On
Cameroon, 23 Hours of Questions
Find US Is Open, UK Defensive As
UN Ignores Q
By Matthew
Russell Lee, Part of a Series
UNITED NATIONS, October 19 – From Southern Cameroons people are sending me photos of people shot by Paul Biya's forces; from Nigeria people send videos of refugees fleeing across the border to avoid that fate. When UK Ambassador to the UN Matthew Rycroft comes to the Security Council stakeout on October 17 I have a question for him: isn't it time to admit that this is a threat to international peace and security? Isn't it time for the UK, the former colonial power of the British Southern Cameroons, to call for a meeting in the Security Council? [Tweeted video here.]
Rycroft looks annoyed. He says the UK is not the only one who could make the request - although it seems clear that they have the most duty. But nature abhors a vacuum. I've been sent a draft letter that two dozen US Congress members may deliver to US Ambassador Nikki Haley, Rycroft's higher-profile counterpart on the Council, urging her to get the meeting that the UK and of course France refuse to request. The press conference about the letter is supposed to be at 2 pm across the street from the UN.
But when I get there, with my phone ready to live-stream Periscope and a still camera as well, there is only one protester. Only one, at least, about Cameroon. There's Haitian Adrian who helped me when I covered the UN from this part for three days in 2016, when the UN threw me out. And there's a Hispanic guy pacing around, muttering about the CIA and GPS. As I change batteries in my camera he confides in me, something about forced man on man sex in a jail in Connecticut. If the UN can't even accredit media fairly, I doubt they can solve this, any of this.

■ STORED DATA
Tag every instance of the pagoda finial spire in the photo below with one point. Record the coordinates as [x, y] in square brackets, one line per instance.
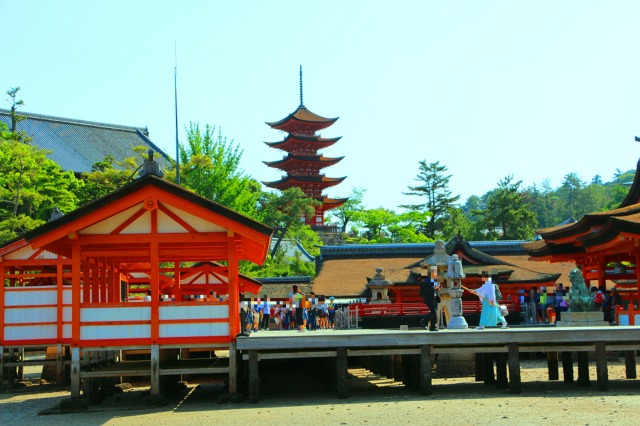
[301, 103]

■ YOUR TASKS
A: Transcribe the Cameroon article word for word from "But when I get" to "any of this.".
B: Pick up the Cameroon article after its last sentence and keep writing it.

■ RESPONSES FOR EACH TASK
A:
But when I get there, with my phone ready to live-stream Periscope and a still camera as well, there is only one protester. Only one, at least, about Cameroon. There's Haitian Adrian who helped me when I covered the UN from this part for three days in 2016, when the UN threw me out. And there's a Hispanic guy pacing around, muttering about the CIA and GPS. As I change batteries in my camera he confides in me, something about forced man on man sex in a jail in Connecticut. If the UN can't even accredit media fairly, I doubt they can solve this, any of this.

B:
The lone protester, Abu Fri from Southern Cameroons by way of Alabama, tells me that a group of UN officials came and told her to stop the protest, the issue was being handled. I ask her, What were their names? One was named Mohammed, she tells me. Another was a UN Security official.
Just then Nikki Haley's Deputy Ambassador for now, Michele Sison, comes out of the UN and crosses First Avenue on her way to the UN mission. I tell Abu Fri who Sison is, and Abu goes after her. I film from a distance as they talk - Sison to her credit stops and listens - and then ask Abu when she returns what Sison said. She said she knows about Cameroon, was a diplomat in Douala as it turns out. But will the US do anything?
I get a message on my phone: the letter has gone in and here is a copy, the first one anyone in the media has seen. The letter is to Haley and was 24 sign-ones: Daniel Donovan, Peter King, Grace Meng, John Katko, Eliot Engel, Adriano Espaillat, Jose E. Serrano, Gregory Meeks, Carolyn Maloney, Thomas Suazzi, Joseph Crowley, Kathleen Rice, Sean Patrick Maloney, Hakeem, Jeffrey, Elise Stefanic, Yvette Clark, Lee Zeldin, Nita Lowey, Nydia Velazquez, Paul Tonko, Jerrold Nadler, Brian Higgins, Claudia Tenney and Louise Slaughter.
It's 24 out of New York State's 27 Reps, and I'm told the story of the three who didn't sign. It's time to write the story, but my laptop is back in the UN, not in the locked office I used to have but eminently steal-able in the bullpen. I head to the tourists' entrance, asking Abu Fri to tell the others when they come that I'll be back.
At the tourists' entrance there are hundreds of Asian students; the promised separate line for NGOs and non-resident and evicted journalists does not exist. It takes too long to get in and when I do I am singing again, The UN Is Corrupt. I ran for my laptop and stop to write the article in the only work space I have now, the small “focus booth” in front of the UN Spokesperson's Office. Often the booth is taken up, by Spokesperson's Office staff or people I don't recognize. I don't recognize their legitimacy either. But now I'll head out again.
More people have arrived, including a guy who tells me he's from The Bronx and his nom de Ambazonia is Ray Baba. I interview him about the history of British Southern Cameroons, and German Kamerun before that; unfortunately my Periscope feed freezes up and I can't work with the video though it remains online.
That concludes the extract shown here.